/---

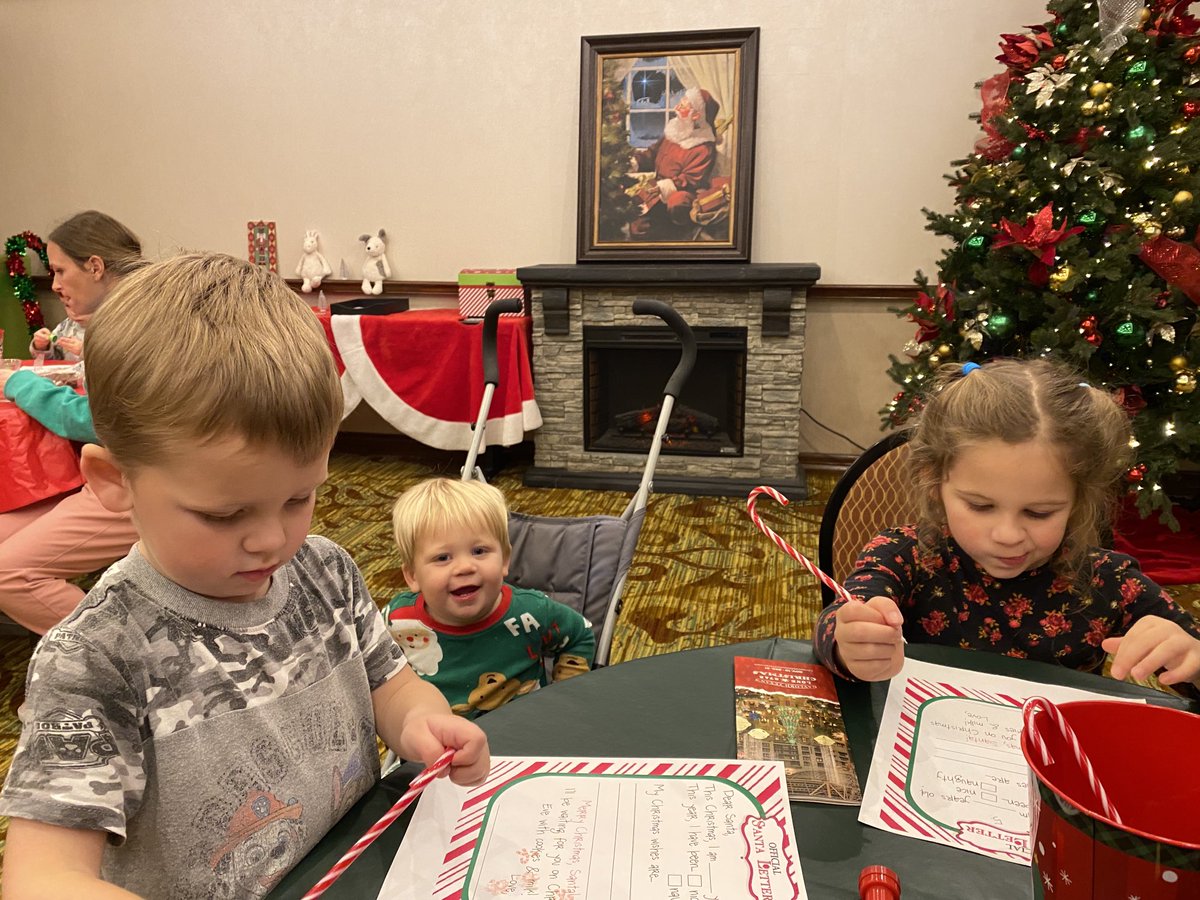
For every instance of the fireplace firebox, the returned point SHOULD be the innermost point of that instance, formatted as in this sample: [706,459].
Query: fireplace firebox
[754,399]
[625,370]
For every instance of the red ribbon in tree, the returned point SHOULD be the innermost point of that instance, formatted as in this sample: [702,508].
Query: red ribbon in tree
[993,145]
[1177,264]
[1171,17]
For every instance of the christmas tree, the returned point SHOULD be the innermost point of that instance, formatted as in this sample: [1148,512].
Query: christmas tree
[1075,233]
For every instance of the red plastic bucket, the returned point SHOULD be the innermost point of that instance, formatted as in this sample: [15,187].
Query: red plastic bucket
[1141,756]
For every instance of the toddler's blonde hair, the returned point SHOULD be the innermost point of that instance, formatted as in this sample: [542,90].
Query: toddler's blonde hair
[442,504]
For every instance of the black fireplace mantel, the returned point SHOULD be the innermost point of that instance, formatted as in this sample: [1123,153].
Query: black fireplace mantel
[777,281]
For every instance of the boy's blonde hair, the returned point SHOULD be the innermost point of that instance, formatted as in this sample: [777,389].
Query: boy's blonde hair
[205,347]
[442,504]
[94,234]
[1017,401]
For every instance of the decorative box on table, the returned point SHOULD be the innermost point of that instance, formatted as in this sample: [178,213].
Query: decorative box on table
[479,287]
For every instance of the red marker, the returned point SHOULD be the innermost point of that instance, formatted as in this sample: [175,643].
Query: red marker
[877,882]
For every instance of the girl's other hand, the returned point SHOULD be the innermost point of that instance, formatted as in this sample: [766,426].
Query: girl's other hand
[71,345]
[870,639]
[1155,643]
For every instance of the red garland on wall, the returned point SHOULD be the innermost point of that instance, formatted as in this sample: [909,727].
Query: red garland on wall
[22,283]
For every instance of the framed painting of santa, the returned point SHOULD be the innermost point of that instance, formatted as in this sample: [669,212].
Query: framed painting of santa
[666,145]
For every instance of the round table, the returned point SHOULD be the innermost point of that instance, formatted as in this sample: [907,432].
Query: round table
[681,706]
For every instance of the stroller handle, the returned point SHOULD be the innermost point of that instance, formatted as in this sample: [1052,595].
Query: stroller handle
[491,323]
[683,331]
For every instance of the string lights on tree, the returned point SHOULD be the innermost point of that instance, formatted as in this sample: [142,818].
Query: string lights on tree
[1075,232]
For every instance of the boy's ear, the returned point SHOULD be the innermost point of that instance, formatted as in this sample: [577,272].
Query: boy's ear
[106,478]
[411,580]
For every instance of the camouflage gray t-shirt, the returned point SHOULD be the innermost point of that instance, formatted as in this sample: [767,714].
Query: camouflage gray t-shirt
[215,742]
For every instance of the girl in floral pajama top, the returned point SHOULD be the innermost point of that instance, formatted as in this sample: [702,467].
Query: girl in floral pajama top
[1013,465]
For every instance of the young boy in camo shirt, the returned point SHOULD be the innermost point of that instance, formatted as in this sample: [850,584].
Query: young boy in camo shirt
[210,708]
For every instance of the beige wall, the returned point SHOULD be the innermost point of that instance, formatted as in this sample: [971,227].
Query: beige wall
[454,125]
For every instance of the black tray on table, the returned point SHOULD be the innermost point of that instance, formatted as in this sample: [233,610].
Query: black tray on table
[370,306]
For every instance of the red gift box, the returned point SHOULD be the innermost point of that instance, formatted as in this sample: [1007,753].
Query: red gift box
[479,287]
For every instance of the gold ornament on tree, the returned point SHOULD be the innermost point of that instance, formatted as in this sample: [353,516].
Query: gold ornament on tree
[1059,277]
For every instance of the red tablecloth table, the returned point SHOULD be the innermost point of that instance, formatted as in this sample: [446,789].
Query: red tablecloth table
[39,463]
[423,372]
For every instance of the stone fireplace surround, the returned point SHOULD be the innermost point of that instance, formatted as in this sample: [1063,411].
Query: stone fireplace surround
[767,299]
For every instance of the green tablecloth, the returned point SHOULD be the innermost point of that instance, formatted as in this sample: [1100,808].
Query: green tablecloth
[679,706]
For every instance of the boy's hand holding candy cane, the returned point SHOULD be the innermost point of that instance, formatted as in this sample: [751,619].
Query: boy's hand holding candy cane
[414,720]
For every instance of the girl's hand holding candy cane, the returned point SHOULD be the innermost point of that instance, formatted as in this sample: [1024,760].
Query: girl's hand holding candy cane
[869,635]
[870,640]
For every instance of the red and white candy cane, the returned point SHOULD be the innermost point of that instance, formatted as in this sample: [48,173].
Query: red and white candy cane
[1041,705]
[378,828]
[784,545]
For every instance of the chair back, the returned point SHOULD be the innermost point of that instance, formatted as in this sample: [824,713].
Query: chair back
[873,495]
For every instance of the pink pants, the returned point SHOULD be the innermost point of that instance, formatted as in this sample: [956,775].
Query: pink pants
[47,543]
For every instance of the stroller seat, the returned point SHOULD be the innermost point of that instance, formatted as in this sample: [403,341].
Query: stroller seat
[580,562]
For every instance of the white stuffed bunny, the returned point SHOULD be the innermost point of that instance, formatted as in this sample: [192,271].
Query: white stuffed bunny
[312,267]
[375,267]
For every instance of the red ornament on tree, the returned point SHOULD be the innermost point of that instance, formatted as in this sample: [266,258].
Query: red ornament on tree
[1131,399]
[1020,52]
[1087,329]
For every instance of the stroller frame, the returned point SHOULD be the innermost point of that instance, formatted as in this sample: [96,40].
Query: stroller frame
[541,544]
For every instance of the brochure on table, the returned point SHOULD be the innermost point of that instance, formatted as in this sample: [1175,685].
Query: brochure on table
[595,828]
[948,766]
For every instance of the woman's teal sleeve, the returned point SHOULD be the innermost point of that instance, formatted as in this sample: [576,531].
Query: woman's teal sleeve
[58,407]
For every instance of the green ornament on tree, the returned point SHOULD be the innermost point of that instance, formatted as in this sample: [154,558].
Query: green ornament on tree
[977,245]
[1129,335]
[1091,220]
[1140,71]
[1000,324]
[1139,136]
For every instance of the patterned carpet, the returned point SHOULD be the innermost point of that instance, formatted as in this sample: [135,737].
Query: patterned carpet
[703,575]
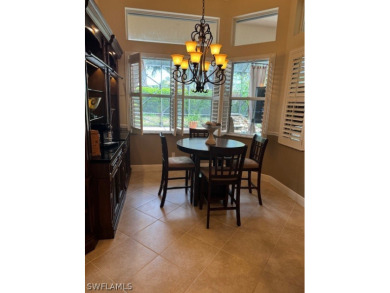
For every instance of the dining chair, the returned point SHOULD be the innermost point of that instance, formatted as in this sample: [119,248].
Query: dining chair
[224,170]
[254,164]
[174,164]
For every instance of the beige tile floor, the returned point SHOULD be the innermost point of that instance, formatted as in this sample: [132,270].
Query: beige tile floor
[170,249]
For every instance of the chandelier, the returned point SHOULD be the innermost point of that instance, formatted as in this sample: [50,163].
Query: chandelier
[198,63]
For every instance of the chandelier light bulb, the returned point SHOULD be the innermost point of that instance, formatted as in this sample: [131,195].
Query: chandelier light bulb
[215,48]
[225,64]
[177,59]
[195,57]
[206,66]
[220,59]
[191,46]
[184,64]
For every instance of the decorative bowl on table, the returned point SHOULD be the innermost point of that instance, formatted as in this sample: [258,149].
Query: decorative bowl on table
[211,128]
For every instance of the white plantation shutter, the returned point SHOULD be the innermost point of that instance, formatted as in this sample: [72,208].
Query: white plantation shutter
[215,103]
[135,93]
[224,101]
[268,94]
[176,107]
[292,124]
[180,110]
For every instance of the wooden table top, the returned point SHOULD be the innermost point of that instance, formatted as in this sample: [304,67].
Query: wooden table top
[197,145]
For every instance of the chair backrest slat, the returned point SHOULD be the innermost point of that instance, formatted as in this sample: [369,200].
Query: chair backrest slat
[226,164]
[258,148]
[164,150]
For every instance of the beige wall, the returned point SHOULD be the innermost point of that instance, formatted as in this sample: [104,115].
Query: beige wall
[283,163]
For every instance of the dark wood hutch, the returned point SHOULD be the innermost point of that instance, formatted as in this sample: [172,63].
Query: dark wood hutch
[107,175]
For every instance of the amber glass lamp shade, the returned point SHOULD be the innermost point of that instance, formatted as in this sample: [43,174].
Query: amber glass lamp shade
[215,48]
[206,66]
[220,58]
[184,64]
[177,59]
[191,46]
[225,64]
[195,57]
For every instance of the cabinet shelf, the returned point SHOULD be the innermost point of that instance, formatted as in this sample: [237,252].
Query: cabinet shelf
[95,91]
[96,118]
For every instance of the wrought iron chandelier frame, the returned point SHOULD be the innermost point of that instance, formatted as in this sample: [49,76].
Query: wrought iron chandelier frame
[203,37]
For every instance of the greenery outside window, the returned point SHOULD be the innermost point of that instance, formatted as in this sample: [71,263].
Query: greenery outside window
[251,84]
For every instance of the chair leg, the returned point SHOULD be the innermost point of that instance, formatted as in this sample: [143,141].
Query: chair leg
[208,206]
[258,188]
[162,181]
[250,181]
[201,194]
[238,206]
[187,180]
[165,189]
[191,172]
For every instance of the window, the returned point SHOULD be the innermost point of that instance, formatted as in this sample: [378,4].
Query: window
[164,27]
[292,124]
[250,96]
[158,103]
[254,28]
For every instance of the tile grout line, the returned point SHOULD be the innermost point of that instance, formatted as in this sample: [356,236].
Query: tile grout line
[280,234]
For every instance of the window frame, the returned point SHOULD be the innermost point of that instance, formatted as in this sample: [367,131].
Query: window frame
[253,15]
[268,95]
[174,96]
[171,15]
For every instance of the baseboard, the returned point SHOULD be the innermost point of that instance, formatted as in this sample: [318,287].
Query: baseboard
[289,192]
[153,167]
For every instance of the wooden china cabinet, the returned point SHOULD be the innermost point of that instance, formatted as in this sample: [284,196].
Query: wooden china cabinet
[107,159]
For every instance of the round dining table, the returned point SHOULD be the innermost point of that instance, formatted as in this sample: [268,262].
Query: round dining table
[200,150]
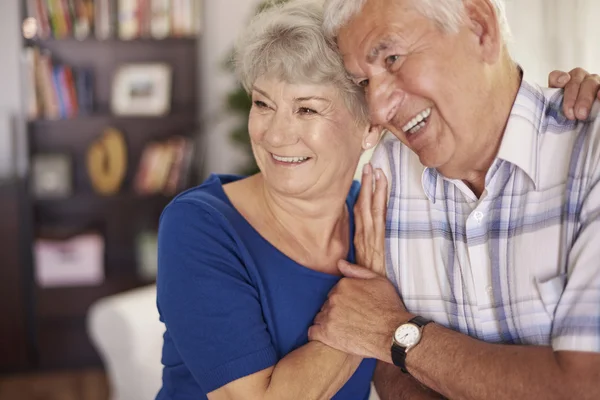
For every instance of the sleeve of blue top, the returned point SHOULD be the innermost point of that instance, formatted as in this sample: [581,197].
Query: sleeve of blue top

\---

**Goal**. Format the lines of the rows above as a JSON list of strings, starting at the line that contains "For every instance of the sleeve" and ending at the last line of the rows, with one string per line and blank lines left out.

**Finished exercise**.
[
  "For every instance of the sleeve of blue top, the returned point SHOULD be the innermost point of that instance, formatted as in this sample: [581,197].",
  "Query: sleeve of blue top"
]